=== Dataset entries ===
• • •

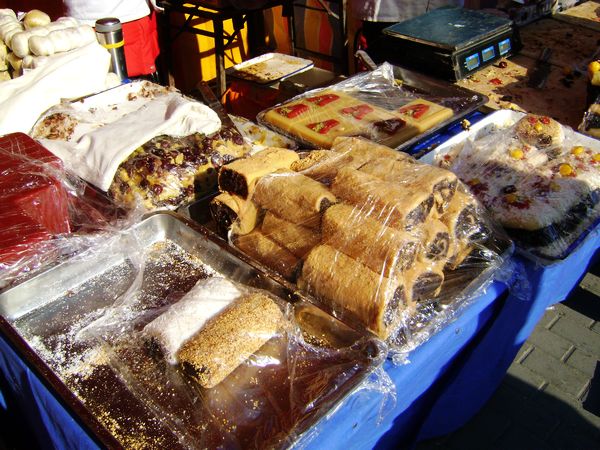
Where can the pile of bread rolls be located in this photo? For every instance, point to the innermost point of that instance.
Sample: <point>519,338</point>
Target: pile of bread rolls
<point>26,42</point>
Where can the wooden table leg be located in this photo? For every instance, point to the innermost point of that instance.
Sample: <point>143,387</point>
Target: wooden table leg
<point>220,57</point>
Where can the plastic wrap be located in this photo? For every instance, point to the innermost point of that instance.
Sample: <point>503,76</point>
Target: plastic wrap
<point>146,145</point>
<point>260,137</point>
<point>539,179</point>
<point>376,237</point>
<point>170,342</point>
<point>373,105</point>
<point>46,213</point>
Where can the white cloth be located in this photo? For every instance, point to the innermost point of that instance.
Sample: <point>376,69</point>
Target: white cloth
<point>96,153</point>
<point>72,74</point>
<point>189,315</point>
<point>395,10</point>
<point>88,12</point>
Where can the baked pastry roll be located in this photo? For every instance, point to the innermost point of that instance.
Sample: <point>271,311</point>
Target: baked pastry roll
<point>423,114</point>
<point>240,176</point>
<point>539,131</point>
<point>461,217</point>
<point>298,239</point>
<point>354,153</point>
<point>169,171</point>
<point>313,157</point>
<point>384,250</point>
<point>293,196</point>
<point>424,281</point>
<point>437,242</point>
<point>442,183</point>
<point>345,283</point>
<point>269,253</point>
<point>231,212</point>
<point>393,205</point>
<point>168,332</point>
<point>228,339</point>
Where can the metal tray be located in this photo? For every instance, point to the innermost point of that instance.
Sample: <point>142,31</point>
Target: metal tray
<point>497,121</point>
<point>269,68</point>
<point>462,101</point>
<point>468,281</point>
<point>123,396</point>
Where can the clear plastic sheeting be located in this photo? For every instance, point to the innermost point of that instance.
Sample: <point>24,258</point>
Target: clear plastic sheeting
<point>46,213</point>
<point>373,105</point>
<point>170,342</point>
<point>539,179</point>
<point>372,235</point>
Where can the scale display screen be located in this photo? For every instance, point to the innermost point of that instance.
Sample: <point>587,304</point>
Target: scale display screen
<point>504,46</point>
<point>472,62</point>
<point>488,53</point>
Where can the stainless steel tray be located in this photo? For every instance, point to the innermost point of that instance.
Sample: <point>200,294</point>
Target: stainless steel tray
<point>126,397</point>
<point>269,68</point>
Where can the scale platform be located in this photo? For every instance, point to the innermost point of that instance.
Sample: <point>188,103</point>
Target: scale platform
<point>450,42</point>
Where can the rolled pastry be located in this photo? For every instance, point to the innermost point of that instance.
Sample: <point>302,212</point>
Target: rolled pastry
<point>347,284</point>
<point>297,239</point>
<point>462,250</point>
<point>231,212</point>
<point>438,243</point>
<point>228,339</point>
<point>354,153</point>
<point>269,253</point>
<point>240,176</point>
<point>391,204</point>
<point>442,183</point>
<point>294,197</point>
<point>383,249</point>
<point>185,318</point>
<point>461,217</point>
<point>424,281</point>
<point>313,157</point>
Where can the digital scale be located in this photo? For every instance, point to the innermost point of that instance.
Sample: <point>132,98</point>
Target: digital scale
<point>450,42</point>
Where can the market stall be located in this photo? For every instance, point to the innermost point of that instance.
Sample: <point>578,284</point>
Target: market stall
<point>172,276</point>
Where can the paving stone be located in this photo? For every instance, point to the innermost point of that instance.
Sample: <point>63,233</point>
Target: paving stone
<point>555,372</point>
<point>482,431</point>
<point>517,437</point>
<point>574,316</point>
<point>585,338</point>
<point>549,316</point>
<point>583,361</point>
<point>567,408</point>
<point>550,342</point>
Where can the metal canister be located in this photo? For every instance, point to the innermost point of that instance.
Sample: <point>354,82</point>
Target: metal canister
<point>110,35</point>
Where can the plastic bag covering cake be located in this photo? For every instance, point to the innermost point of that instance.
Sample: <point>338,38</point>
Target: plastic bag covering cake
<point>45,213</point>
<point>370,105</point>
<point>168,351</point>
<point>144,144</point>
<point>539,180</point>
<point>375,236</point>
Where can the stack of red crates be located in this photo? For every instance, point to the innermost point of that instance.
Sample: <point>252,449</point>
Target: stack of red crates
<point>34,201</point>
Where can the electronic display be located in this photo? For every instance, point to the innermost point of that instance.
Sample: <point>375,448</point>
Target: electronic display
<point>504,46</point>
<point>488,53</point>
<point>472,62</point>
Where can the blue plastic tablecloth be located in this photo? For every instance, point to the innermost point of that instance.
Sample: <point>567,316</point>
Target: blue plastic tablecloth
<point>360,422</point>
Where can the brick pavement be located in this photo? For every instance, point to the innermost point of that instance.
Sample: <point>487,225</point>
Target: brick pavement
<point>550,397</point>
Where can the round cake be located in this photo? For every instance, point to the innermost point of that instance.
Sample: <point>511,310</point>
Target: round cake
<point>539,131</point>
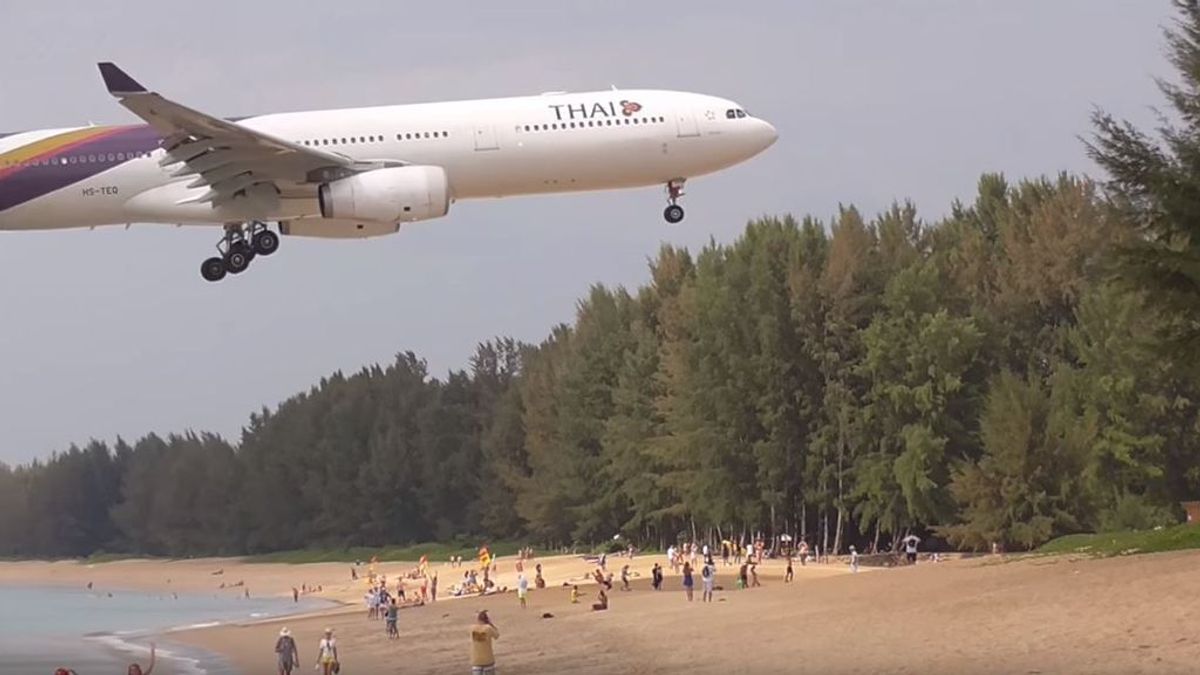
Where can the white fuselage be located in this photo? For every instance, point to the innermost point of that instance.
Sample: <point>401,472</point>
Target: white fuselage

• • •

=== TASK OBJECTIVE ===
All records above need to be returned exactly. Omit the pictures.

=== YOUR RESPONSE ===
Where can the pile of bread rolls be located in this photo? For every instance, point to the innermost point of that instance.
Sample: <point>519,338</point>
Target: pile of bread rolls
<point>26,42</point>
Where can the wooden table leg be located in this photo? For every instance, point to the innermost point of that instance.
Sample: <point>143,387</point>
Target: wooden table leg
<point>220,57</point>
Where can the plastic wrap be located in this photo? For every instance, point to the innermost point of that instance.
Sample: <point>503,76</point>
Target: plastic wrap
<point>146,145</point>
<point>260,137</point>
<point>539,179</point>
<point>376,237</point>
<point>170,342</point>
<point>373,105</point>
<point>46,213</point>
Where can the white cloth be located in this photo? For every instance, point to the innermost point of that instance.
Sample: <point>376,69</point>
Target: white cloth
<point>96,153</point>
<point>72,74</point>
<point>189,315</point>
<point>395,10</point>
<point>88,12</point>
Where can the baked pastry roll be located in this photo? For every instance, point to the innermost point of that instance.
Sample: <point>271,311</point>
Target: baked pastry roll
<point>423,114</point>
<point>240,176</point>
<point>539,131</point>
<point>461,217</point>
<point>298,239</point>
<point>354,153</point>
<point>169,171</point>
<point>313,157</point>
<point>384,250</point>
<point>293,196</point>
<point>424,281</point>
<point>437,242</point>
<point>442,183</point>
<point>345,283</point>
<point>269,253</point>
<point>231,212</point>
<point>393,205</point>
<point>168,332</point>
<point>228,339</point>
Where can the metal tray be located in this photo? For every instance, point to the innermost point of that instance.
Sample: <point>142,31</point>
Target: metal tray
<point>497,121</point>
<point>269,68</point>
<point>462,101</point>
<point>468,281</point>
<point>123,396</point>
Where can the clear plastic sheeting be located in this photo? For every instance, point to the innermost point of that instance.
Sample: <point>24,258</point>
Target: clear plastic sheeting
<point>46,213</point>
<point>373,105</point>
<point>170,342</point>
<point>539,179</point>
<point>372,235</point>
Where can the scale display screen be located in this photo? For every instance, point to the innermost point of that instance.
Sample: <point>587,304</point>
Target: scale display screen
<point>504,46</point>
<point>472,62</point>
<point>488,53</point>
Where can the stainless steel tray be located in this photo? For every instance, point to the innermost point of that instance.
Sample: <point>200,294</point>
Target: stainless steel tray
<point>126,397</point>
<point>269,68</point>
Where can the scale platform be located in this photo? For every instance, point to the innermost point of that instance.
Sample: <point>188,103</point>
Target: scale platform
<point>450,42</point>
Where can the rolled pastry be located in this photo? For every instance, point to the innermost point of that instance.
Sample: <point>302,212</point>
Target: rolled pastry
<point>347,284</point>
<point>297,239</point>
<point>462,250</point>
<point>231,212</point>
<point>438,243</point>
<point>228,339</point>
<point>354,153</point>
<point>269,253</point>
<point>240,176</point>
<point>391,204</point>
<point>442,183</point>
<point>294,197</point>
<point>383,249</point>
<point>185,318</point>
<point>461,217</point>
<point>424,281</point>
<point>313,157</point>
Where can the digital scale be located in this photo? For every instance, point to the innermost point of that instance.
Sample: <point>132,98</point>
Target: digital scale
<point>450,42</point>
Where can the market stall be located in this photo? For every instance, point to the innermost point of that instance.
Sample: <point>578,284</point>
Target: market stall
<point>172,276</point>
Where can the paving stone be located in this photo? For every instance, point to the innermost point of that instance.
Sample: <point>63,233</point>
Target: paving stone
<point>555,372</point>
<point>482,431</point>
<point>517,437</point>
<point>574,316</point>
<point>585,338</point>
<point>549,316</point>
<point>583,361</point>
<point>567,408</point>
<point>550,342</point>
Where can the metal canister be located in this photo? For every instance, point to the innermost point of that instance.
Sample: <point>354,82</point>
Target: metal canister
<point>110,35</point>
Where can the plastic bag covering cake be located in this photo? For every instance, point to the innermost point of that instance.
Sample: <point>338,38</point>
Target: plastic bag covering cake
<point>45,213</point>
<point>370,105</point>
<point>168,351</point>
<point>144,144</point>
<point>539,180</point>
<point>375,236</point>
Where can the stack of red crates be located in this photo? For every instance, point to the innermost point of that instance.
Sample: <point>252,449</point>
Target: stack of red crates
<point>34,201</point>
Where can the electronic display be located in this photo? For every instance, point to the innermost point of that instance.
Sample: <point>375,448</point>
Target: electronic display
<point>504,46</point>
<point>488,53</point>
<point>472,62</point>
Where can the blue plastic tablecloth be located in this photo? For every instance, point to the innermost point of that instance.
Sample: <point>567,316</point>
Target: blue plastic tablecloth
<point>360,422</point>
Where can the brick pavement be located in this photo? For every instance, point to the innermost point of that instance.
Sample: <point>487,225</point>
Target: brick pavement
<point>550,397</point>
Where can the round cake be located in this photo? For every instance, point to the innermost point of that instance.
Sample: <point>511,310</point>
Target: round cake
<point>539,131</point>
Where can the white fuselage be located in this photo? For every instance, point to the innermost point of that instance.
Sample: <point>401,472</point>
Target: white fuselage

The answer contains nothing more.